_Stated goal:_ Output the entries below as a Markdown table with the columns "Row" and "Line". Cover only the lines from the one containing "Please indicate the rose bush" through the end of the entries, one row per line, numbering the rows and leaving out blank lines.

[Collected data]

start

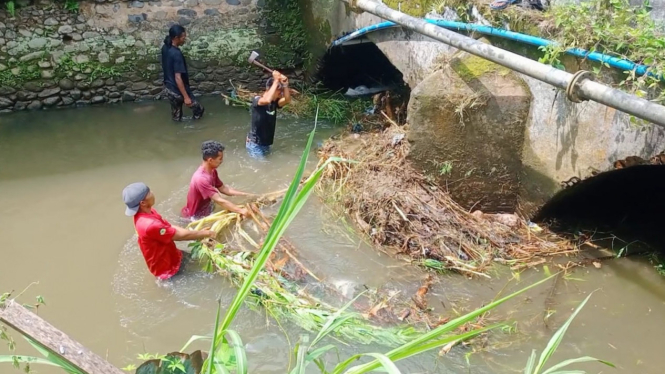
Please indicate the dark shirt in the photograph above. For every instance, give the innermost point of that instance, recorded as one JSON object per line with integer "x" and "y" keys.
{"x": 264, "y": 119}
{"x": 174, "y": 62}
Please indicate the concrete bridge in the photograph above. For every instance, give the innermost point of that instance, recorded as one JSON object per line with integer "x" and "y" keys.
{"x": 506, "y": 138}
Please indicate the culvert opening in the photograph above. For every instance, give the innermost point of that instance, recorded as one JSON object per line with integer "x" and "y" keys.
{"x": 358, "y": 70}
{"x": 622, "y": 209}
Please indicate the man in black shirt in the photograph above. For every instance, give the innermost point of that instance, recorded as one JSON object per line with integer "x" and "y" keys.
{"x": 176, "y": 78}
{"x": 264, "y": 114}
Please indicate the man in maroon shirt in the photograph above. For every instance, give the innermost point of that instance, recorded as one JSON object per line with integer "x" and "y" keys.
{"x": 156, "y": 235}
{"x": 206, "y": 187}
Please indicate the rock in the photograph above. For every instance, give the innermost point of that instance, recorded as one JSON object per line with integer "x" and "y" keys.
{"x": 65, "y": 29}
{"x": 66, "y": 84}
{"x": 34, "y": 105}
{"x": 485, "y": 146}
{"x": 49, "y": 92}
{"x": 51, "y": 101}
{"x": 159, "y": 15}
{"x": 31, "y": 56}
{"x": 90, "y": 35}
{"x": 137, "y": 18}
{"x": 75, "y": 94}
{"x": 211, "y": 12}
{"x": 103, "y": 57}
{"x": 38, "y": 43}
{"x": 187, "y": 13}
{"x": 81, "y": 59}
{"x": 128, "y": 96}
{"x": 5, "y": 103}
{"x": 139, "y": 86}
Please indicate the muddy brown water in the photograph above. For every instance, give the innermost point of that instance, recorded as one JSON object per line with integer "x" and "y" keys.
{"x": 61, "y": 177}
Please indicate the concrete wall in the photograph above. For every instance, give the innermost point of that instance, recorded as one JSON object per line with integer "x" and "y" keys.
{"x": 109, "y": 51}
{"x": 562, "y": 139}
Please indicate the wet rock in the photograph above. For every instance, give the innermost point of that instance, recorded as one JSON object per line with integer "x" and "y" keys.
{"x": 137, "y": 18}
{"x": 187, "y": 13}
{"x": 75, "y": 94}
{"x": 5, "y": 103}
{"x": 139, "y": 86}
{"x": 31, "y": 56}
{"x": 38, "y": 43}
{"x": 66, "y": 84}
{"x": 32, "y": 86}
{"x": 49, "y": 92}
{"x": 159, "y": 15}
{"x": 211, "y": 12}
{"x": 103, "y": 57}
{"x": 51, "y": 101}
{"x": 128, "y": 96}
{"x": 34, "y": 105}
{"x": 65, "y": 29}
{"x": 4, "y": 90}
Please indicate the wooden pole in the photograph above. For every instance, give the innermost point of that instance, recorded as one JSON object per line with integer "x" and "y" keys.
{"x": 55, "y": 341}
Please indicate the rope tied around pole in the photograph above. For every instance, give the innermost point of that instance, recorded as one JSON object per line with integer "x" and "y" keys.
{"x": 574, "y": 85}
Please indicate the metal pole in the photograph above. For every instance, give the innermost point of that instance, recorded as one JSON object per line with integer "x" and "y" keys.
{"x": 577, "y": 86}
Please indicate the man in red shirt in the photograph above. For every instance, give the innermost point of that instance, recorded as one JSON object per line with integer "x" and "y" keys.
{"x": 156, "y": 235}
{"x": 206, "y": 187}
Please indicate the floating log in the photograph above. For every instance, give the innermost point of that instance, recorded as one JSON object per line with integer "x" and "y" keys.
{"x": 55, "y": 341}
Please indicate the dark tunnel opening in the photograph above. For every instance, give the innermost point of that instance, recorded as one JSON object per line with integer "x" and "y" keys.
{"x": 358, "y": 70}
{"x": 622, "y": 208}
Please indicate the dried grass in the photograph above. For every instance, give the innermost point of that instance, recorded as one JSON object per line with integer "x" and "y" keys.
{"x": 395, "y": 206}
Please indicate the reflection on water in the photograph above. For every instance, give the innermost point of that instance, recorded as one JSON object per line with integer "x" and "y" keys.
{"x": 61, "y": 177}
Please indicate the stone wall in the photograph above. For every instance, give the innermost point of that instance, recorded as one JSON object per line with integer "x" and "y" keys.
{"x": 108, "y": 51}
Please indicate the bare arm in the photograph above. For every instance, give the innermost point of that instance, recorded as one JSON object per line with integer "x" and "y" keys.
{"x": 181, "y": 87}
{"x": 184, "y": 234}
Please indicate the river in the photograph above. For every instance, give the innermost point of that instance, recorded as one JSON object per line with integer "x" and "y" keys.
{"x": 63, "y": 226}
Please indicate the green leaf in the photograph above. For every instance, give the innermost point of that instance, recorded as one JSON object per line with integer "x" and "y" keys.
{"x": 556, "y": 339}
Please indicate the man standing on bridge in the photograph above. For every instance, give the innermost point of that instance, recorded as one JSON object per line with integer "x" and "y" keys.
{"x": 176, "y": 78}
{"x": 156, "y": 235}
{"x": 205, "y": 185}
{"x": 264, "y": 114}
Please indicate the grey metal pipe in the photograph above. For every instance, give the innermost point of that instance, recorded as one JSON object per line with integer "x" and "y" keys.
{"x": 583, "y": 88}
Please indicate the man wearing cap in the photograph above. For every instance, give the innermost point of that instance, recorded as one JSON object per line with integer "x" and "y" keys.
{"x": 264, "y": 114}
{"x": 156, "y": 235}
{"x": 206, "y": 187}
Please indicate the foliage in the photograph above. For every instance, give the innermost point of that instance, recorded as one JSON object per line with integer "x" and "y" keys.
{"x": 291, "y": 49}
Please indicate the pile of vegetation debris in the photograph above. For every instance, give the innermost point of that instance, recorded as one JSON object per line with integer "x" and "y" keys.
{"x": 399, "y": 210}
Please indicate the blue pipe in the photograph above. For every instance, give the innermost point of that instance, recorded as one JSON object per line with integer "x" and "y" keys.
{"x": 624, "y": 65}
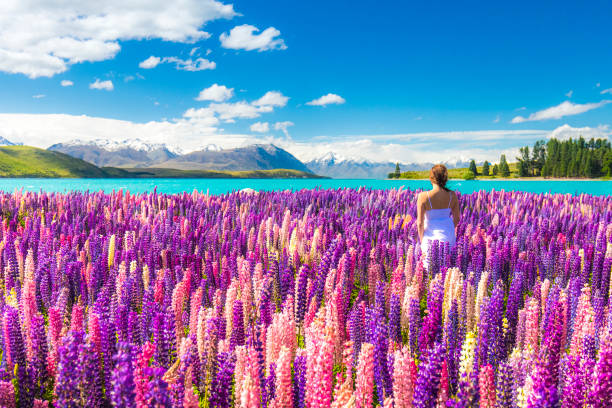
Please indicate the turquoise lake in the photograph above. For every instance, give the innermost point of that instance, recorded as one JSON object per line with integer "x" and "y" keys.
{"x": 221, "y": 186}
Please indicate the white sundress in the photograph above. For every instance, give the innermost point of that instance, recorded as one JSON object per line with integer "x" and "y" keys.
{"x": 439, "y": 226}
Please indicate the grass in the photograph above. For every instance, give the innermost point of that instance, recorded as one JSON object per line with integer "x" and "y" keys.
{"x": 27, "y": 161}
{"x": 175, "y": 173}
{"x": 459, "y": 173}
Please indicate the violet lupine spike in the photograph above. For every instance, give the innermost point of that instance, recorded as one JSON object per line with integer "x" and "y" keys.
{"x": 428, "y": 379}
{"x": 68, "y": 387}
{"x": 221, "y": 387}
{"x": 122, "y": 393}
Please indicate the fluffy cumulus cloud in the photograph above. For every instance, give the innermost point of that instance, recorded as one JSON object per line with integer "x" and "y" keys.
{"x": 260, "y": 127}
{"x": 150, "y": 62}
{"x": 198, "y": 64}
{"x": 283, "y": 127}
{"x": 328, "y": 99}
{"x": 248, "y": 37}
{"x": 197, "y": 128}
{"x": 272, "y": 98}
{"x": 566, "y": 108}
{"x": 566, "y": 131}
{"x": 73, "y": 31}
{"x": 216, "y": 93}
{"x": 102, "y": 85}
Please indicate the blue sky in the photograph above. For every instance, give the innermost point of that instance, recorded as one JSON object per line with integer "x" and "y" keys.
{"x": 427, "y": 80}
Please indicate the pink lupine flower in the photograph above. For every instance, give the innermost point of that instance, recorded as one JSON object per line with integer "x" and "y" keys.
{"x": 284, "y": 386}
{"x": 76, "y": 322}
{"x": 584, "y": 322}
{"x": 319, "y": 349}
{"x": 365, "y": 377}
{"x": 7, "y": 394}
{"x": 486, "y": 382}
{"x": 141, "y": 379}
{"x": 532, "y": 327}
{"x": 404, "y": 378}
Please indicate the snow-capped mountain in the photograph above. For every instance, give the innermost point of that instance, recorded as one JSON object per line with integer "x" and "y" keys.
{"x": 252, "y": 157}
{"x": 136, "y": 153}
{"x": 126, "y": 153}
{"x": 338, "y": 166}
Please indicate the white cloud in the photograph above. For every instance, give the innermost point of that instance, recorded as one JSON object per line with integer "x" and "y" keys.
{"x": 327, "y": 100}
{"x": 199, "y": 64}
{"x": 566, "y": 108}
{"x": 102, "y": 85}
{"x": 260, "y": 127}
{"x": 73, "y": 31}
{"x": 150, "y": 62}
{"x": 216, "y": 93}
{"x": 283, "y": 126}
{"x": 272, "y": 98}
{"x": 200, "y": 127}
{"x": 565, "y": 132}
{"x": 244, "y": 37}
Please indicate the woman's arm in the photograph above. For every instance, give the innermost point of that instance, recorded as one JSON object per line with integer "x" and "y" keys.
{"x": 420, "y": 218}
{"x": 455, "y": 209}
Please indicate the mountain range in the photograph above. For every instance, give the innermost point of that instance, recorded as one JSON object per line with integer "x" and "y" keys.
{"x": 138, "y": 154}
{"x": 336, "y": 166}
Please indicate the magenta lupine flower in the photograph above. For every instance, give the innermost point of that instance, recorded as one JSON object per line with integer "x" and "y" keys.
{"x": 365, "y": 377}
{"x": 600, "y": 394}
{"x": 428, "y": 379}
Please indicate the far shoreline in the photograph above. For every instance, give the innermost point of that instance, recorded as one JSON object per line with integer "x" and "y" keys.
{"x": 512, "y": 179}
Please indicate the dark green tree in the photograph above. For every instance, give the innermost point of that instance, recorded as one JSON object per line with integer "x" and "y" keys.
{"x": 473, "y": 168}
{"x": 485, "y": 168}
{"x": 504, "y": 169}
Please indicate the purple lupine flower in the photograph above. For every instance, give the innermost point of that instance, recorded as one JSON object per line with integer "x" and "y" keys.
{"x": 505, "y": 386}
{"x": 428, "y": 379}
{"x": 157, "y": 395}
{"x": 600, "y": 394}
{"x": 92, "y": 381}
{"x": 299, "y": 383}
{"x": 221, "y": 387}
{"x": 68, "y": 374}
{"x": 395, "y": 330}
{"x": 122, "y": 384}
{"x": 237, "y": 337}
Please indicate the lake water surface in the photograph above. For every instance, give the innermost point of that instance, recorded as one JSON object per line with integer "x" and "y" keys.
{"x": 221, "y": 186}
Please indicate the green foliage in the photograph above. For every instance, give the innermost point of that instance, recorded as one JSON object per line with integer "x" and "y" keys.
{"x": 473, "y": 168}
{"x": 574, "y": 158}
{"x": 504, "y": 169}
{"x": 485, "y": 168}
{"x": 27, "y": 161}
{"x": 468, "y": 175}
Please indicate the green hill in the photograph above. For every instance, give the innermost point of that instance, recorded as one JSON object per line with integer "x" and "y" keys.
{"x": 150, "y": 172}
{"x": 459, "y": 173}
{"x": 27, "y": 161}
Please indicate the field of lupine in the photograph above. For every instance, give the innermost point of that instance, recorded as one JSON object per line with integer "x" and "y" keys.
{"x": 316, "y": 298}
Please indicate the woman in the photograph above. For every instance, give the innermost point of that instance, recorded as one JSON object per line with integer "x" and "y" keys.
{"x": 437, "y": 212}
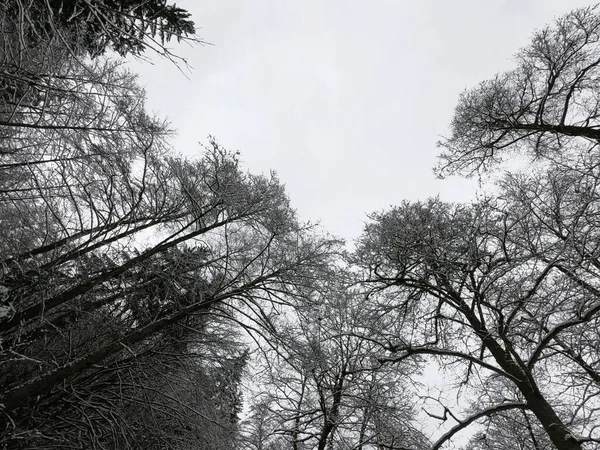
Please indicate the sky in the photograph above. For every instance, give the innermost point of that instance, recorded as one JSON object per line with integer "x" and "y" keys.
{"x": 345, "y": 100}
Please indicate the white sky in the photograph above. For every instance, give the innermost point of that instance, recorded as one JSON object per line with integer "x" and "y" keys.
{"x": 344, "y": 99}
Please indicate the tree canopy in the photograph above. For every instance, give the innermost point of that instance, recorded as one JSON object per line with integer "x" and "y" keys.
{"x": 140, "y": 288}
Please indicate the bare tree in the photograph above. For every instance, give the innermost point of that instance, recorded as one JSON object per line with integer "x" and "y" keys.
{"x": 325, "y": 387}
{"x": 494, "y": 288}
{"x": 547, "y": 105}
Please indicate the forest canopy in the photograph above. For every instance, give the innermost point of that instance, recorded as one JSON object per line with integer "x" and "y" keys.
{"x": 140, "y": 287}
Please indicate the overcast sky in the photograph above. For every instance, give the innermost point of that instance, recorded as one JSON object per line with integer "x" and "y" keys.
{"x": 345, "y": 100}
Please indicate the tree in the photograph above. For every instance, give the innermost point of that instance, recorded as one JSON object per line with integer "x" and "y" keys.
{"x": 92, "y": 28}
{"x": 547, "y": 106}
{"x": 493, "y": 289}
{"x": 323, "y": 386}
{"x": 116, "y": 250}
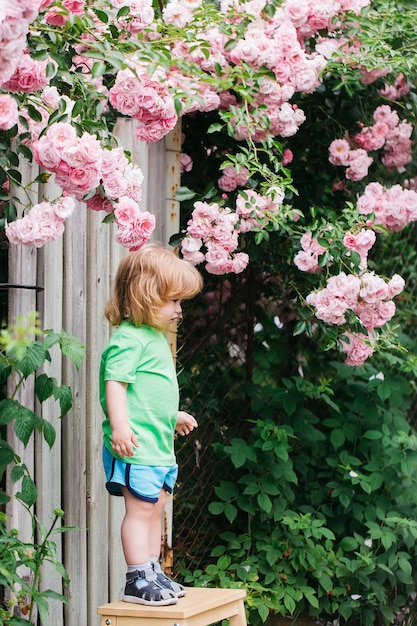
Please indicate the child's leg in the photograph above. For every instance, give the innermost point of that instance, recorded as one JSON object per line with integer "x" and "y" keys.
{"x": 137, "y": 528}
{"x": 155, "y": 548}
{"x": 138, "y": 538}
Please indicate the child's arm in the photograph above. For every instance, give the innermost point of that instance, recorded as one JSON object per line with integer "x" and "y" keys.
{"x": 185, "y": 423}
{"x": 123, "y": 438}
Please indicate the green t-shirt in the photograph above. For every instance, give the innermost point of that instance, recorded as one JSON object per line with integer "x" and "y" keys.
{"x": 140, "y": 357}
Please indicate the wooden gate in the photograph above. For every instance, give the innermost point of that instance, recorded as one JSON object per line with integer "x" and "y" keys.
{"x": 69, "y": 282}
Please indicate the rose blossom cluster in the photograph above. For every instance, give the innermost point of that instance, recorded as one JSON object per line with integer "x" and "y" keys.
{"x": 361, "y": 243}
{"x": 368, "y": 296}
{"x": 42, "y": 224}
{"x": 257, "y": 211}
{"x": 75, "y": 161}
{"x": 119, "y": 178}
{"x": 358, "y": 348}
{"x": 387, "y": 133}
{"x": 146, "y": 100}
{"x": 82, "y": 167}
{"x": 135, "y": 226}
{"x": 231, "y": 178}
{"x": 213, "y": 231}
{"x": 29, "y": 76}
{"x": 9, "y": 112}
{"x": 279, "y": 43}
{"x": 356, "y": 160}
{"x": 307, "y": 259}
{"x": 15, "y": 17}
{"x": 393, "y": 207}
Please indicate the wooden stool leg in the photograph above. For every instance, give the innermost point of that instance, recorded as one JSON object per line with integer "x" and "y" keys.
{"x": 240, "y": 618}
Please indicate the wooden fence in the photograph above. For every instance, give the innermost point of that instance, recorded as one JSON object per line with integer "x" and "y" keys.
{"x": 68, "y": 282}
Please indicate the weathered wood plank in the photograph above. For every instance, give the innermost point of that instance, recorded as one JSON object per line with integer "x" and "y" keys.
{"x": 21, "y": 301}
{"x": 74, "y": 464}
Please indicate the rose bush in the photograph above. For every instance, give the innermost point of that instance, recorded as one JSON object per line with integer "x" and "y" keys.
{"x": 69, "y": 68}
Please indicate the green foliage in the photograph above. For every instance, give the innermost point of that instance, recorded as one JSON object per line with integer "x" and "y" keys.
{"x": 25, "y": 348}
{"x": 320, "y": 500}
{"x": 15, "y": 554}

end

_Exercise solution:_
| Row | Line |
|---|---|
| 1 | Please indicate the rose bush in the photograph above. For every instance, give the innermost point of that instance, recorded as one JSON object per line with integer "x" and "y" keys. |
| 2 | {"x": 69, "y": 68} |
| 3 | Please indicate the green foliage in the photograph above. For every instance, give the innermost point of that instance, recorded as one JSON object per line with integer "x" and "y" keys. |
| 4 | {"x": 25, "y": 348} |
| 5 | {"x": 320, "y": 500} |
| 6 | {"x": 15, "y": 554} |